TASK REQUIREMENTS
Please transcribe each of the records exactly as given.

Data excerpts:
════════════════════

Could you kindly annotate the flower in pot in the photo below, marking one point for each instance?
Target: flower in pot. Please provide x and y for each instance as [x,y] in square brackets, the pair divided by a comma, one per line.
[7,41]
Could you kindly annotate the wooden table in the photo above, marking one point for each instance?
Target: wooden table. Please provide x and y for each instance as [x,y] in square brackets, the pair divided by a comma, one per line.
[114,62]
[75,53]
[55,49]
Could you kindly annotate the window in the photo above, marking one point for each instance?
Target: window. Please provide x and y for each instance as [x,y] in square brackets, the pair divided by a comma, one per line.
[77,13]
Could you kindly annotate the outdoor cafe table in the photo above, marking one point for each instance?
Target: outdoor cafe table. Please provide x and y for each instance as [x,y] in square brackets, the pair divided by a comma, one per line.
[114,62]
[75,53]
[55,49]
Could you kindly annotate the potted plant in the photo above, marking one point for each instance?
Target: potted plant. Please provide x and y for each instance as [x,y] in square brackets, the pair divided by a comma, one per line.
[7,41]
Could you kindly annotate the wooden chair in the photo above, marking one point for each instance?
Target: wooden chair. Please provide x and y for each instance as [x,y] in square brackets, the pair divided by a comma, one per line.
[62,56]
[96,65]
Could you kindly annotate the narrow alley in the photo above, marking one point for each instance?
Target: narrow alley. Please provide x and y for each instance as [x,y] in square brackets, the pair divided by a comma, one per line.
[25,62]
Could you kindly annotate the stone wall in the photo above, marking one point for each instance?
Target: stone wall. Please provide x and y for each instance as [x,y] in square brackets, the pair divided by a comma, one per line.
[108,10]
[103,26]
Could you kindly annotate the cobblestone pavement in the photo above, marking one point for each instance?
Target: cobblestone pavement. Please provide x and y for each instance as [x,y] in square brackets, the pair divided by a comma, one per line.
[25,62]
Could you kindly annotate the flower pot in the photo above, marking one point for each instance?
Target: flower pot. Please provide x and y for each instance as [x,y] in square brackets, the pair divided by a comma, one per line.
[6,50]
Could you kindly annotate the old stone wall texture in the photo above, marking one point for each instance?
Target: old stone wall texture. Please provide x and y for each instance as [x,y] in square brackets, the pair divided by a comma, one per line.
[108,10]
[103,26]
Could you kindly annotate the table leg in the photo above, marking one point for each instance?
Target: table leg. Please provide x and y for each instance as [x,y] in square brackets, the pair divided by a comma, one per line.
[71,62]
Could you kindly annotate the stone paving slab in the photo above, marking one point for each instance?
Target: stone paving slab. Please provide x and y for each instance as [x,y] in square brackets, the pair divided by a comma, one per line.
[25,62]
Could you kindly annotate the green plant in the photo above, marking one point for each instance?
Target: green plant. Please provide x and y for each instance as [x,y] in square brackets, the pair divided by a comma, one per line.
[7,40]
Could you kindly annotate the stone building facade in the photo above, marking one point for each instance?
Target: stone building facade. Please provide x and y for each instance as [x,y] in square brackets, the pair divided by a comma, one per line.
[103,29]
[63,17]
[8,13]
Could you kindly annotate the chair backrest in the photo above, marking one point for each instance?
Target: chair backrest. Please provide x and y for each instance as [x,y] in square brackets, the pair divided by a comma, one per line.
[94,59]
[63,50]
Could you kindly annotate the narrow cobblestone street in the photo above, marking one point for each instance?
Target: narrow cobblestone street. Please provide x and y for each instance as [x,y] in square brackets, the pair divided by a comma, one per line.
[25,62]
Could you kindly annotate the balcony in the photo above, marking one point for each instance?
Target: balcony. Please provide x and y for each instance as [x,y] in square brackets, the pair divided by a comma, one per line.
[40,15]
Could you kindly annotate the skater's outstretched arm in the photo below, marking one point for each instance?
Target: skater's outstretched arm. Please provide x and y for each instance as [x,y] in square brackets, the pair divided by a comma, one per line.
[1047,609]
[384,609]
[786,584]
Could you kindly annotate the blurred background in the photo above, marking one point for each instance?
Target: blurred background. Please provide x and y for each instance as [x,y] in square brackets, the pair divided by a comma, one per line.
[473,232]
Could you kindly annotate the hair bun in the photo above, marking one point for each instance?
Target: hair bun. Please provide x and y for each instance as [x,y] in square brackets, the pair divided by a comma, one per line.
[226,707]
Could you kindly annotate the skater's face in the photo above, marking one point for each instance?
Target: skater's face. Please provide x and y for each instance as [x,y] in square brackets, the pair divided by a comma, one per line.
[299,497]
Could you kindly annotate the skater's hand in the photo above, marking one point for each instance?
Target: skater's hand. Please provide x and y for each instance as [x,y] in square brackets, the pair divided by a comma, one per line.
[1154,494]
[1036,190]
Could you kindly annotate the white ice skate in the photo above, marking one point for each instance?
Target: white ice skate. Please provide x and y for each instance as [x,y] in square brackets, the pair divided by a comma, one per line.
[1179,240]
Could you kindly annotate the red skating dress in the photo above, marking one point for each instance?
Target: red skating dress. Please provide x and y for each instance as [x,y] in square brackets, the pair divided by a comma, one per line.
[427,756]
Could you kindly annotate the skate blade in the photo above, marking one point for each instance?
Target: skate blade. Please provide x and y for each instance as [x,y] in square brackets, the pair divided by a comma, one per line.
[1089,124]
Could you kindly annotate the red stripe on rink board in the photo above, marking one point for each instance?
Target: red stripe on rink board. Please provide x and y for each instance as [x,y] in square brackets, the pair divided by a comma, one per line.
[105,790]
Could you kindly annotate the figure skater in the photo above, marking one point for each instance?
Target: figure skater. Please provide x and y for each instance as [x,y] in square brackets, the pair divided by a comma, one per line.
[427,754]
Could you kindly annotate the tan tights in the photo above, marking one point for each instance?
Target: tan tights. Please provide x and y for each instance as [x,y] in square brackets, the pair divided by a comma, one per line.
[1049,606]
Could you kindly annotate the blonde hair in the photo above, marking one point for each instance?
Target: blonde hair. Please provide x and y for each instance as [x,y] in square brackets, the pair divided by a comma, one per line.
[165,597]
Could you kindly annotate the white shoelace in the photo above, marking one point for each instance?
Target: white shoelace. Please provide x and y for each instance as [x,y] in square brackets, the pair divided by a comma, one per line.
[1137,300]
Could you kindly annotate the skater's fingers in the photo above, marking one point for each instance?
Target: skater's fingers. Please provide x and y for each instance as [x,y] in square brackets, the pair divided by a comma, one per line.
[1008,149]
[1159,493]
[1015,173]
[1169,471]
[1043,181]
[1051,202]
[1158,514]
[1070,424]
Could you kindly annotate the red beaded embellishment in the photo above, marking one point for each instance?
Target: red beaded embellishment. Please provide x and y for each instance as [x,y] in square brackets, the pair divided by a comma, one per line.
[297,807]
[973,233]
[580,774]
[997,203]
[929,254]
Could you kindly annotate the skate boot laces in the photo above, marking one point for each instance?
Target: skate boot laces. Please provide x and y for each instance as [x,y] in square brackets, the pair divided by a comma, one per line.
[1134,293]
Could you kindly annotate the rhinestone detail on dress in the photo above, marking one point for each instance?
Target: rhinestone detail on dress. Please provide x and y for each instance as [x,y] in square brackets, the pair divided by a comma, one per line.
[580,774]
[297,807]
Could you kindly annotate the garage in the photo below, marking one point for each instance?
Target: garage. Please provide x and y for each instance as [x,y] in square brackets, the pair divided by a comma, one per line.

════════════════════

RESPONSE BELOW
Could you kindly annotate the flower in pot in the photo below, marking one point for each instance?
Target: flower in pot. Please provide x and y for each instance as [x,y] in square brackets, the pair divided by a comma, one per line.
[7,41]
Could you kindly annotate the wooden table in the photo above, marking one point for each instance?
Target: wooden table. Please provide x and y for each instance as [x,y] in square brackets, the pair divided by a comma, one per line.
[114,62]
[75,53]
[55,49]
Could you kindly annotate the window in the photo above, marking one point for each instance?
Target: window. Please provide x and y for each instance as [x,y] in square brackets, the pair divided by a comma, one per line.
[77,13]
Could you kindly annotate the outdoor cafe table in the photo above, marking one point for each instance?
Target: outdoor cafe table. Please provide x and y for each instance as [x,y] in square brackets, the pair divided by a comma, one per line.
[114,62]
[75,53]
[55,49]
Could you kindly annotate the potted plant in the photo above, marking one point for each instance?
Target: potted plant. Please provide x and y for each instance as [x,y] in square brackets, the pair divided by a comma, one per line.
[7,41]
Could you kindly annotate the wooden chair in the photo above, marking one point for each instance?
Target: wooden chair. Please provide x and y for each instance as [x,y] in square brackets, the pair divided by a comma, one per line.
[62,56]
[96,65]
Could you kindly annotate the narrow alley in the photo above, marking one point for each instance?
Target: narrow alley. Please provide x and y for each instance as [x,y] in square brackets, the pair divided by a comma, one per line.
[25,62]
Could you kindly annotate the stone wall in the photo above, marking one point for each instance?
Target: stone wall. Please provide x and y for each instance as [x,y] in square brackets, the pair divided by a comma, one per line.
[108,10]
[103,26]
Could you kindly annotate the cobblestone pavement in the photo above, marking one point for each instance?
Target: cobblestone pavement. Please provide x and y for each instance as [x,y] in square brackets, the pair divided by a comma, one per line.
[25,62]
Could you kindly annotate the flower pot in the photo above, marking one point for each instance?
Target: flower pot. Please provide x and y for each instance as [x,y] in square brackets, the pair divided by a comma, one per line.
[6,50]
Could you kindly annotate the old stone wall texture in the photo above, marking one point for each instance?
Target: old stone wall texture. Please provide x and y for each instance as [x,y] in square brackets, the pair divided by a comma, one per line.
[108,10]
[103,26]
Could you kindly annotate the table leg in the photo above, marking one point for each instance?
Target: table leg. Please provide x and y for each instance as [x,y] in square brackets, the pair divided by a comma, one per line.
[71,62]
Could you kindly annotate the stone paving slab in the photo above, marking one point for each instance?
Target: stone paving slab. Please provide x and y for each instance as [x,y] in square brackets, the pair divided by a comma, one per line.
[25,62]
Could you kindly annotate the green plant in the photo above, marking one point for each instance?
Target: green plant. Please provide x and y for each instance as [x,y] in square brackets, the pair divided by a comma, one per line.
[7,40]
Could you kindly annotate the stone building facade in the photo above, marking one point for each instance?
Target: stone building facade. Please provide x and y for each instance as [x,y] in square brackets, the pair divided by a comma, one per line.
[103,29]
[63,17]
[8,13]
Could you kindly annotate the chair backrest in the photo above, marking one point for each instance?
Target: chair backrest. Please provide x and y for each instance as [x,y] in square brackets, the pair divided by a comma, one per line.
[94,59]
[63,50]
Could you kindly annotate the narrow cobblestone street in the photo above, marking one point for each instance?
Target: narrow cobblestone street. Please provide x and y for each instance as [x,y] in square brackets, the pair divided by a comma, one per line.
[25,62]
Could you kindly annotate the balcony in the photo above, marking one point for each instance?
Target: balcony. Please provide x and y for each instance as [x,y] in square brackets, the pair divided by a comma, one per line.
[40,15]
Could you kindly annotate the skater's outstretched arm in the photo below, marking one point for each instance?
Target: skater's outstretched arm. Please provide x and y for each instance as [x,y] in square brackets, the pair divided by a comma, one per line.
[1047,609]
[384,609]
[786,584]
Could you kindly annotate the blurred background in the photo above, marking one point for each instance?
Target: blurred background. Please provide x and y for each instance as [x,y] in square brackets, the pair divided by a comma, one per line.
[473,232]
Could you kindly annotate the hair bun in the photo above, marking one point for each instance?
Target: hair bun. Please provide x and y for each instance as [x,y] in square brackets, the pair divided by a comma, one per line.
[226,707]
Could you kindly annotate the skater's face in the photo above, marking one point for each instance?
Target: skater's face. Please provide x and y for each instance as [x,y] in square brackets, the pair divided by a comma, one per line.
[299,497]
Could you kindly annotate the skater's hand in the photo above, marking one point for each instance?
Target: skater's hand. Please provide x and y for each instance as [x,y] in square brackets, the pair divided by a comma, one per line.
[1154,494]
[1036,190]
Could you kindly annotate the white ice skate in the photo above, marking one point for each instance?
Target: white ice skate. Please provide x and y for each instance as [x,y] in square brackets, the pair divided by a comma, one per line.
[1179,240]
Could you kindly annotate the red skating dress in the photo above, marking one point for each instance?
Target: red skating dress. Please provide x and y for each instance as [x,y] in square brackets, the pair divided by a comma, one per line.
[427,756]
Could you kindly annotate the skate blade in the photo above, marking one point for each instance?
Target: skate blade. Please provide x and y for each instance as [x,y] in square brackets, the pair divided by a comma, one per line.
[1089,124]
Could you kindly annotate the red stripe on rink board in the photo above, marking one point for each instance?
Target: red stripe on rink board. Please provide x and y for each instance as [x,y] in square brackets, the pair divided by a comma, one per line.
[105,790]
Could you kindly annotate the figure skater in the photo above, marking one point for each instance?
Target: figure skater. Please provide x and y for each instance as [x,y] in square brackets, the pair divided by a comma, one per line.
[427,754]
Could you kindly annotate the tan tights in the photo above, marking one point for each instance?
Target: tan tights. Please provide x and y for each instance as [x,y] in square brackets, the pair divided by a comma, one per line.
[1049,606]
Could you kindly annotate the blonde hair in the photo above, marking one point for each instance?
Target: blonde hair. Please provide x and y for each instance as [x,y] in square brackets, the pair divided by a comma, one per line.
[165,597]
Could you kindly annotate the white shoelace in the photo above, marking one point for each instance?
Target: white shoelace. Please provide x and y for each instance as [x,y] in square brackets, the pair divided by a comma, one per line.
[1137,300]
Could you kindly annotate the skater's fingers in the photo above, marking one point for each instance?
Target: skater's fingers. Please provide x and y for each instance as [x,y] in square brackets, the pair divided by a comma, one per line.
[1008,149]
[1159,493]
[1015,173]
[1169,471]
[1043,181]
[1051,202]
[1158,514]
[1070,424]
Could you kindly annotate the red beaded embellishment in the photo above, marking one point for each instance?
Target: red beaded embellishment. Please provide x and y for each instance as [x,y] in square brackets, the pair divided by a comma, one per line.
[297,807]
[973,233]
[580,774]
[997,203]
[929,254]
Could you kindly annotate the skate boot laces in the photo above, marking one point for each instance?
Target: skate boot laces. Please provide x and y for each instance as [x,y] in square brackets, the pair divided by a comma, one per line.
[1134,293]
Could you kindly annotate the rhinestone detail on dress in the photo above, marking one point for each instance?
Target: rhinestone detail on dress. Please provide x and y for each instance as [x,y] in square brackets, the pair divided by a comma, one per line.
[580,774]
[297,807]
Could you kindly annotate the garage in the photo below, marking one point for each instance?
Target: garage. Please provide x and y for each instance as [x,y] in square brackets, the pair divided by a comma, one per line.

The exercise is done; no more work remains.